- Opening Delimiter -
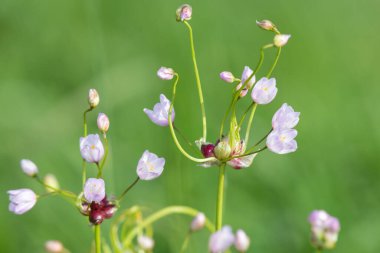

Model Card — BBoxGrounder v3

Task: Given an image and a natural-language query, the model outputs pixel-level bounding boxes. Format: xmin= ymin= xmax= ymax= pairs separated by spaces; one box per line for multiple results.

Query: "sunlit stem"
xmin=123 ymin=206 xmax=214 ymax=248
xmin=216 ymin=163 xmax=226 ymax=231
xmin=245 ymin=129 xmax=272 ymax=153
xmin=118 ymin=176 xmax=140 ymax=201
xmin=244 ymin=103 xmax=258 ymax=144
xmin=266 ymin=47 xmax=282 ymax=78
xmin=95 ymin=225 xmax=101 ymax=253
xmin=183 ymin=21 xmax=207 ymax=141
xmin=180 ymin=232 xmax=191 ymax=253
xmin=97 ymin=133 xmax=109 ymax=178
xmin=168 ymin=73 xmax=218 ymax=163
xmin=82 ymin=107 xmax=92 ymax=186
xmin=35 ymin=176 xmax=77 ymax=200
- Closing Delimiter -
■ **How to complete this task**
Nothing should appear in the answer except the lines from the first line of the data through the line holding "Task: Given an", exactly as written, with pictures left out.

■ **Response below**
Model Card — BBoxGrounder v3

Task: Given an image and a natural-language query, the model outputs pixel-level bounding boxes. Format: xmin= ymin= xmax= ymax= pairs separated by spaces; one box per line for multiple results.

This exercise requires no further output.